Named region outline data:
Start
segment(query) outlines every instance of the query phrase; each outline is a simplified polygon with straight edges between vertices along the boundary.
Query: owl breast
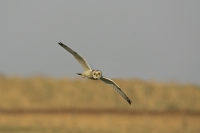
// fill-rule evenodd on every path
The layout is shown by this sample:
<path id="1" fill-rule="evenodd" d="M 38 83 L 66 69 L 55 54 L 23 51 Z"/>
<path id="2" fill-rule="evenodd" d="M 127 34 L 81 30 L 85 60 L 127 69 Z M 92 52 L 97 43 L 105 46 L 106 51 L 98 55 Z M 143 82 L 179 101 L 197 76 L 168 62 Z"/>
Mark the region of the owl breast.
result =
<path id="1" fill-rule="evenodd" d="M 102 72 L 100 70 L 93 70 L 92 71 L 92 78 L 93 79 L 100 79 L 102 77 Z"/>

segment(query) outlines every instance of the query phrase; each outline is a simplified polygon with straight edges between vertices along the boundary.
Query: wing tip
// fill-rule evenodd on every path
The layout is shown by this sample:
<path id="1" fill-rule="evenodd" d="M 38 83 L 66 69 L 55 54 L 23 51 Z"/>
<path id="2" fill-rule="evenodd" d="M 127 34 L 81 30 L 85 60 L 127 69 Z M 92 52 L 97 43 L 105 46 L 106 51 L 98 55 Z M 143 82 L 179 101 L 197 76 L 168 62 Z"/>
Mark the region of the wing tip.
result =
<path id="1" fill-rule="evenodd" d="M 62 43 L 62 42 L 58 42 L 58 44 L 59 44 L 59 45 L 63 45 L 63 43 Z"/>
<path id="2" fill-rule="evenodd" d="M 131 101 L 131 100 L 127 100 L 127 101 L 128 101 L 128 103 L 131 105 L 132 101 Z"/>

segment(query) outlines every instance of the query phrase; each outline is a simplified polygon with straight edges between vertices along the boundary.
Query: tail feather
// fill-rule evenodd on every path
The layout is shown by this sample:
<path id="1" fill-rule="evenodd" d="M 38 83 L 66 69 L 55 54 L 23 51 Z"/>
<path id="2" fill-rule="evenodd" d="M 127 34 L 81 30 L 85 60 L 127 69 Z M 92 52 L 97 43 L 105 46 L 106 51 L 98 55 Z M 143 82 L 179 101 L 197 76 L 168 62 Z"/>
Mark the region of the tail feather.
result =
<path id="1" fill-rule="evenodd" d="M 82 75 L 82 73 L 77 73 L 78 75 Z"/>

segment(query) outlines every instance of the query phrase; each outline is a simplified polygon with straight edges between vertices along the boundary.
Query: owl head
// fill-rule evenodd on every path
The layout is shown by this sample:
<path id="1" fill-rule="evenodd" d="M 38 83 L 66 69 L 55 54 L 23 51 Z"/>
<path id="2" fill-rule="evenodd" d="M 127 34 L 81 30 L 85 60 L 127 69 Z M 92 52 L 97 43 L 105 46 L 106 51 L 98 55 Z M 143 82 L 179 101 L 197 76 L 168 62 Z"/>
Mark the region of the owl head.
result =
<path id="1" fill-rule="evenodd" d="M 102 72 L 100 70 L 93 70 L 92 77 L 93 79 L 100 79 L 102 77 Z"/>

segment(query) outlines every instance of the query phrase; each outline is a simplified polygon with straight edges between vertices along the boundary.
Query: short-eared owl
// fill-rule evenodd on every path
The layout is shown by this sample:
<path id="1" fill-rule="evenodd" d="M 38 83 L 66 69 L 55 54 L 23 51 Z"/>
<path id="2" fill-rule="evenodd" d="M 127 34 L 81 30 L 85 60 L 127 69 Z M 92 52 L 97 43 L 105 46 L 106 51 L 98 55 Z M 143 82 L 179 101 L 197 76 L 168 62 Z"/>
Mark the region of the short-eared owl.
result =
<path id="1" fill-rule="evenodd" d="M 94 79 L 94 80 L 100 79 L 104 83 L 111 86 L 114 90 L 116 90 L 129 104 L 131 104 L 131 100 L 126 96 L 126 94 L 120 89 L 120 87 L 113 80 L 102 76 L 102 72 L 100 70 L 91 69 L 87 61 L 68 46 L 64 45 L 61 42 L 59 42 L 58 44 L 62 46 L 64 49 L 66 49 L 68 52 L 70 52 L 85 70 L 83 73 L 77 73 L 78 75 L 81 75 L 82 78 L 87 77 L 89 79 Z"/>

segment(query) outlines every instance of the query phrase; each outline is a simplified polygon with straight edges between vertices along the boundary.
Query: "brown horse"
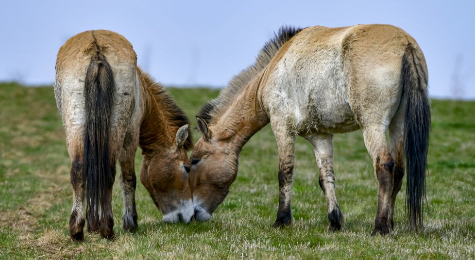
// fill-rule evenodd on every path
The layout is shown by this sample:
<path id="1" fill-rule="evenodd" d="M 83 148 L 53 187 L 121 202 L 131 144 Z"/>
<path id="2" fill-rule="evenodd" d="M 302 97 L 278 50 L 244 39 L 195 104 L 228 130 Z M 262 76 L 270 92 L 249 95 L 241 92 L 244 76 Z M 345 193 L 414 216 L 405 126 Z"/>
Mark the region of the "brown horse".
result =
<path id="1" fill-rule="evenodd" d="M 107 31 L 79 33 L 58 53 L 54 93 L 72 162 L 73 240 L 84 239 L 85 193 L 88 231 L 114 237 L 111 203 L 118 159 L 123 228 L 136 228 L 134 161 L 139 146 L 144 156 L 140 180 L 163 220 L 187 223 L 193 216 L 186 153 L 192 146 L 189 120 L 136 61 L 127 39 Z"/>
<path id="2" fill-rule="evenodd" d="M 393 228 L 396 196 L 407 170 L 411 228 L 422 226 L 430 125 L 427 71 L 414 39 L 390 25 L 283 28 L 255 63 L 234 77 L 197 116 L 203 136 L 191 156 L 195 217 L 209 219 L 238 172 L 242 146 L 270 122 L 279 151 L 274 226 L 292 221 L 297 135 L 313 146 L 330 229 L 343 223 L 335 195 L 333 134 L 362 129 L 379 182 L 372 234 Z M 390 144 L 386 132 L 389 129 Z"/>

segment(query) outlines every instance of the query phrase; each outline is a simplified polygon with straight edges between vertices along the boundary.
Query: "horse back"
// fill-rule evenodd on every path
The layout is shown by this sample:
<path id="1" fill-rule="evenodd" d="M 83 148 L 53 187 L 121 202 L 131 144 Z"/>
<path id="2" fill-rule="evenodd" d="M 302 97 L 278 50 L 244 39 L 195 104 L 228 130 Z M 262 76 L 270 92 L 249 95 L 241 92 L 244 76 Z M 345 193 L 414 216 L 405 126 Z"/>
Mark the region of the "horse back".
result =
<path id="1" fill-rule="evenodd" d="M 305 135 L 389 122 L 401 98 L 408 41 L 414 40 L 390 25 L 304 29 L 262 74 L 261 98 L 271 122 L 281 118 L 282 127 Z"/>

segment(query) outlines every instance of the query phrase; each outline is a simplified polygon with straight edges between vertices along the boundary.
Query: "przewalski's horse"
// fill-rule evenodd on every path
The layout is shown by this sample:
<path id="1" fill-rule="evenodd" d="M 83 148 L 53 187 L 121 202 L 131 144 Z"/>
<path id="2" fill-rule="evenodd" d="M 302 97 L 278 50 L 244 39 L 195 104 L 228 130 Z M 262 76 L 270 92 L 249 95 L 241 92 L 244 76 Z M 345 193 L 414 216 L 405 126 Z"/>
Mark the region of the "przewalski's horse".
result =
End
**TASK PROMPT**
Repeat the lines of the data above exactly, covering all of it, and leave the pictures out of your answer.

**TASK RESPONSE**
segment(query) outlines every instance of the query phrase; each outline is a simplified polygon with straight edges between vertices along the boundary.
Query: owl breast
// fill-rule evenodd on every path
The layout is shown by this sample:
<path id="1" fill-rule="evenodd" d="M 38 83 L 66 69 L 55 54 L 23 51 Z"/>
<path id="2" fill-rule="evenodd" d="M 127 34 L 81 30 L 85 60 L 127 69 Z M 92 52 L 97 43 L 105 46 L 106 51 L 98 55 Z M 143 82 L 179 101 L 197 76 L 168 62 Z"/>
Mark the region of the owl breast.
result =
<path id="1" fill-rule="evenodd" d="M 102 72 L 100 70 L 93 70 L 92 71 L 92 78 L 93 79 L 100 79 L 102 77 Z"/>

segment(query) outlines every instance of the query phrase; each outline is a simplified polygon with straight edges between vertices along the boundary.
Query: wing tip
// fill-rule evenodd on every path
The layout is shown by this sample:
<path id="1" fill-rule="evenodd" d="M 38 83 L 66 69 L 55 54 L 23 51 Z"/>
<path id="2" fill-rule="evenodd" d="M 127 34 L 81 30 L 85 60 L 127 69 Z M 92 52 L 97 43 L 105 46 L 106 51 L 98 55 Z M 143 82 L 179 101 L 197 76 L 168 62 Z"/>
Mark the region of the wing tip.
result =
<path id="1" fill-rule="evenodd" d="M 62 43 L 62 42 L 58 42 L 58 44 L 59 44 L 59 45 L 63 45 L 63 43 Z"/>
<path id="2" fill-rule="evenodd" d="M 131 101 L 131 100 L 127 100 L 127 101 L 128 101 L 128 103 L 131 105 L 132 101 Z"/>

segment(query) outlines every instance of the query phrase; each outline is a simplified polygon with straight edges between vertices along the boundary.
Query: tail feather
// fill-rule evenodd on every path
The layout is shown by this sample:
<path id="1" fill-rule="evenodd" d="M 38 83 L 66 69 L 55 54 L 23 51 Z"/>
<path id="2" fill-rule="evenodd" d="M 127 34 L 81 30 L 85 60 L 127 69 Z M 92 52 L 97 43 L 105 46 L 106 51 L 98 55 Z M 143 82 L 179 101 L 197 76 L 168 62 Z"/>
Mark the region of the tail feather.
result =
<path id="1" fill-rule="evenodd" d="M 82 75 L 82 73 L 77 73 L 78 75 Z"/>

segment(query) outlines every instance of the query phrase; each outline is a simplified polygon with straight edges between vertices along the boundary.
Query: owl head
// fill-rule evenodd on every path
The layout is shown by this sample:
<path id="1" fill-rule="evenodd" d="M 38 83 L 66 69 L 55 54 L 23 51 Z"/>
<path id="2" fill-rule="evenodd" d="M 127 34 L 81 30 L 85 60 L 127 69 Z M 92 52 L 97 43 L 105 46 L 106 51 L 98 55 Z M 143 82 L 179 101 L 197 76 L 168 62 Z"/>
Mark the region of the owl head.
result =
<path id="1" fill-rule="evenodd" d="M 102 72 L 100 70 L 93 70 L 92 77 L 93 79 L 100 79 L 102 77 Z"/>

segment(query) outlines every instance of the query phrase; each outline is a simplified polygon with straight edges between vertices along the boundary.
Query: short-eared owl
// fill-rule evenodd on every path
The layout is shown by this sample:
<path id="1" fill-rule="evenodd" d="M 38 83 L 66 69 L 55 54 L 23 51 Z"/>
<path id="2" fill-rule="evenodd" d="M 127 34 L 81 30 L 85 60 L 127 69 Z M 92 52 L 97 43 L 105 46 L 106 51 L 98 55 Z M 143 82 L 179 101 L 197 76 L 168 62 Z"/>
Mark the region of the short-eared owl.
result =
<path id="1" fill-rule="evenodd" d="M 94 79 L 94 80 L 100 79 L 104 83 L 111 86 L 114 90 L 116 90 L 129 104 L 131 104 L 131 100 L 126 96 L 126 94 L 120 89 L 120 87 L 113 80 L 102 76 L 102 72 L 100 70 L 91 69 L 87 61 L 68 46 L 64 45 L 61 42 L 59 42 L 58 44 L 62 46 L 64 49 L 66 49 L 68 52 L 70 52 L 85 70 L 83 73 L 77 73 L 78 75 L 81 75 L 82 78 L 87 77 L 89 79 Z"/>

segment(query) outlines every instance of the query phrase; each outline is a simplified polygon with straight edges between vertices along the boundary.
Query: "brown horse"
// fill-rule evenodd on every path
The layout is shown by this sample:
<path id="1" fill-rule="evenodd" d="M 83 148 L 53 187 L 121 202 L 131 144 Z"/>
<path id="2" fill-rule="evenodd" d="M 302 97 L 278 50 L 244 39 L 195 104 L 228 130 Z M 262 76 L 270 92 L 249 95 L 241 92 L 244 76 Z M 345 193 L 414 216 L 405 126 Z"/>
Mark the region of the "brown horse".
result =
<path id="1" fill-rule="evenodd" d="M 107 31 L 79 33 L 58 53 L 54 93 L 72 162 L 73 240 L 84 239 L 85 193 L 88 231 L 114 237 L 111 203 L 118 159 L 123 228 L 136 228 L 134 161 L 139 146 L 144 156 L 140 180 L 163 220 L 187 223 L 193 216 L 186 153 L 192 146 L 189 120 L 136 61 L 127 39 Z"/>
<path id="2" fill-rule="evenodd" d="M 393 228 L 396 196 L 407 170 L 411 228 L 422 226 L 430 125 L 427 71 L 414 39 L 390 25 L 283 28 L 255 63 L 234 77 L 197 116 L 203 136 L 191 156 L 195 217 L 209 219 L 238 172 L 242 146 L 270 122 L 279 151 L 274 226 L 292 221 L 297 135 L 313 146 L 330 229 L 343 223 L 335 195 L 333 134 L 362 129 L 379 182 L 372 234 Z M 390 144 L 386 132 L 389 129 Z"/>

segment(query) outlines every instance of the query phrase; each outline is a simplified polygon with straight edges between vertices along the boundary.
Query: "horse back"
// fill-rule evenodd on every path
The layout is shown by this sample:
<path id="1" fill-rule="evenodd" d="M 83 148 L 53 187 L 121 202 L 131 144 Z"/>
<path id="2" fill-rule="evenodd" d="M 302 97 L 278 50 L 244 39 L 195 104 L 228 130 Z M 262 76 L 270 92 L 249 95 L 241 92 L 244 76 Z M 345 193 L 414 216 L 405 126 Z"/>
Mark the region of the "horse back".
result =
<path id="1" fill-rule="evenodd" d="M 305 135 L 389 122 L 401 98 L 408 41 L 414 40 L 390 25 L 304 29 L 262 74 L 261 98 L 271 122 L 281 118 L 282 127 Z"/>

segment(query) outlines every instance of the query phrase; each outline is a simplified polygon with straight edges between vertices along the boundary.
Query: "przewalski's horse"
// fill-rule evenodd on every path
The layout is shown by this sample:
<path id="1" fill-rule="evenodd" d="M 83 148 L 53 187 L 121 202 L 131 144 Z"/>
<path id="2" fill-rule="evenodd" d="M 302 97 L 278 50 L 244 39 L 195 104 L 228 130 Z M 262 76 L 270 92 L 249 95 L 241 92 L 244 76 Z M 345 193 L 414 216 L 405 126 Z"/>
Mark the region of the "przewalski's horse".
result =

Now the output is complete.